What you will do: Print out each entry without alteration, and keep the pictures out.

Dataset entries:
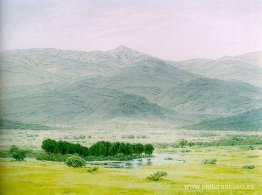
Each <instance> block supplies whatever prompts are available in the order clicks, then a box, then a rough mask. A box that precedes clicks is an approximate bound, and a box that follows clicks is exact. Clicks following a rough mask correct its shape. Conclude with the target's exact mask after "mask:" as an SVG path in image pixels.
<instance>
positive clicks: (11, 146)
mask: <svg viewBox="0 0 262 195" xmlns="http://www.w3.org/2000/svg"><path fill="white" fill-rule="evenodd" d="M18 150H19V148H18V147H17V146H11V148H10V150H9V152H10V153H11V154H13V153H15V152H17V151H18Z"/></svg>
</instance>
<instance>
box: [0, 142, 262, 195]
mask: <svg viewBox="0 0 262 195" xmlns="http://www.w3.org/2000/svg"><path fill="white" fill-rule="evenodd" d="M190 150H191V152H189V153H187V155H186V156H185V157H184V160H185V163H181V164H173V165H162V166H147V167H144V168H138V169H112V168H102V167H100V168H99V169H98V171H97V172H94V173H89V172H87V170H88V166H87V167H84V168H69V167H66V166H65V165H64V164H63V163H55V162H40V161H32V160H30V159H26V161H22V162H16V161H13V160H11V159H2V160H1V162H0V171H1V172H0V175H1V194H3V195H5V194H10V195H16V194H19V195H23V194H27V195H28V194H37V195H39V194H98V195H100V194H161V195H162V194H178V195H180V194H245V195H246V194H257V195H258V194H262V188H261V179H262V161H261V156H262V152H261V150H250V151H245V150H243V149H241V148H240V147H207V148H193V149H190ZM179 151H180V150H177V152H179ZM250 156H251V157H250ZM210 158H216V159H217V164H216V165H204V164H202V163H201V162H202V160H204V159H210ZM245 164H253V165H255V166H256V167H255V169H243V168H242V166H243V165H245ZM160 170H163V171H166V172H167V173H168V176H167V177H166V178H165V179H164V180H162V181H158V182H153V181H149V180H147V179H145V178H146V177H147V176H148V175H150V174H152V173H153V172H156V171H160ZM185 185H200V186H199V187H200V189H196V187H194V186H193V187H192V186H191V187H189V188H190V189H185ZM207 185H213V186H214V187H215V188H218V187H219V188H222V187H223V186H222V185H225V186H224V187H226V185H231V188H232V187H238V186H241V187H244V188H245V187H250V186H251V187H252V185H253V186H254V189H231V190H226V189H220V190H218V189H203V190H202V189H201V188H207V187H208V186H207ZM218 185H221V186H218ZM248 185H249V186H248ZM209 187H210V186H209ZM211 187H212V186H211Z"/></svg>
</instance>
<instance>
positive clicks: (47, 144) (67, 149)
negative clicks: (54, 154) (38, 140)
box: [42, 139, 89, 156]
mask: <svg viewBox="0 0 262 195" xmlns="http://www.w3.org/2000/svg"><path fill="white" fill-rule="evenodd" d="M42 149H43V150H44V151H46V152H47V153H55V154H63V155H65V154H79V155H81V156H88V154H89V149H88V148H87V147H85V146H81V145H80V144H73V143H70V142H66V141H55V140H52V139H46V140H44V141H43V142H42Z"/></svg>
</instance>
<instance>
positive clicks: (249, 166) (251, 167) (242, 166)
mask: <svg viewBox="0 0 262 195" xmlns="http://www.w3.org/2000/svg"><path fill="white" fill-rule="evenodd" d="M255 167H256V166H255V165H244V166H242V168H243V169H254V168H255Z"/></svg>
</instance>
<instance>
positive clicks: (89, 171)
mask: <svg viewBox="0 0 262 195" xmlns="http://www.w3.org/2000/svg"><path fill="white" fill-rule="evenodd" d="M97 170H98V167H91V168H89V169H88V170H87V172H89V173H93V172H96V171H97Z"/></svg>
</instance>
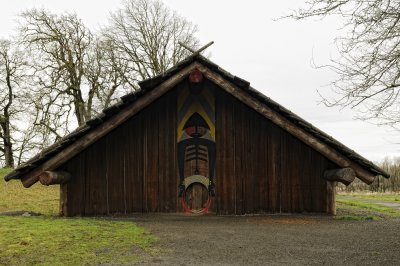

Solved problem:
Each <instance> block supplies whatever prompts are available in the order clicks, then a box, then a rough mask. A box that precedes clicks is an approximate bound, and a box that follows clicks is exact. Clicks following a rough mask correct its shape. Conclude with the target's exact mask after "mask:" as an SVG path in image pixels.
<instance>
positive clicks: (11, 146)
mask: <svg viewBox="0 0 262 195" xmlns="http://www.w3.org/2000/svg"><path fill="white" fill-rule="evenodd" d="M18 150H19V148H18V147H17V146H11V148H10V150H9V152H10V153H11V154H13V153H15V152H17V151H18Z"/></svg>
</instance>
<instance>
box: [0, 142, 262, 195]
mask: <svg viewBox="0 0 262 195" xmlns="http://www.w3.org/2000/svg"><path fill="white" fill-rule="evenodd" d="M190 150H191V152H189V153H187V155H186V156H185V157H184V160H185V163H181V164H173V165H162V166H147V167H144V168H138V169H112V168H102V167H100V168H99V169H98V171H97V172H94V173H89V172H87V170H88V166H87V167H84V168H69V167H66V166H65V165H64V164H63V163H55V162H40V161H32V160H30V159H26V161H22V162H16V161H13V160H11V159H2V160H1V162H0V171H1V172H0V175H1V194H3V195H5V194H10V195H16V194H19V195H23V194H27V195H28V194H37V195H39V194H98V195H100V194H161V195H162V194H178V195H180V194H245V195H246V194H257V195H258V194H262V188H261V179H262V161H261V156H262V152H261V150H250V151H245V150H243V149H241V148H240V147H207V148H193V149H190ZM179 151H180V150H177V152H179ZM250 156H251V157H250ZM210 158H216V159H217V164H216V165H204V164H202V163H201V162H202V160H204V159H210ZM245 164H253V165H255V166H256V167H255V169H243V168H242V166H243V165H245ZM160 170H163V171H166V172H167V173H168V176H167V177H166V178H165V179H164V180H162V181H158V182H153V181H149V180H147V179H145V178H146V177H147V176H148V175H150V174H152V173H153V172H156V171H160ZM185 185H200V186H199V187H200V189H196V187H194V186H193V187H192V186H191V187H189V188H190V189H185ZM207 185H213V186H214V187H215V188H218V187H219V188H222V187H223V186H222V185H225V186H224V187H226V185H231V188H232V187H238V186H241V187H244V188H245V187H250V186H251V187H252V185H253V186H254V189H231V190H226V189H220V190H218V189H203V190H202V189H201V188H207V187H208V186H207ZM218 185H221V186H218ZM248 185H249V186H248ZM209 187H210V186H209ZM211 187H212V186H211Z"/></svg>
</instance>
<instance>
positive clicks: (47, 144) (67, 149)
negative clicks: (54, 154) (38, 140)
box: [42, 139, 89, 156]
mask: <svg viewBox="0 0 262 195" xmlns="http://www.w3.org/2000/svg"><path fill="white" fill-rule="evenodd" d="M42 149H43V150H44V151H46V152H47V153H55V154H63V155H65V154H79V155H81V156H88V154H89V149H88V148H87V147H85V146H81V145H80V144H73V143H70V142H66V141H55V140H52V139H46V140H44V141H43V142H42Z"/></svg>
</instance>
<instance>
positive clicks: (249, 166) (251, 167) (242, 166)
mask: <svg viewBox="0 0 262 195" xmlns="http://www.w3.org/2000/svg"><path fill="white" fill-rule="evenodd" d="M255 167H256V166H255V165H244V166H242V168H243V169H254V168H255Z"/></svg>
</instance>
<instance>
positive clicks: (89, 171)
mask: <svg viewBox="0 0 262 195" xmlns="http://www.w3.org/2000/svg"><path fill="white" fill-rule="evenodd" d="M97 170H98V167H91V168H89V169H88V170H87V172H89V173H93V172H96V171H97Z"/></svg>
</instance>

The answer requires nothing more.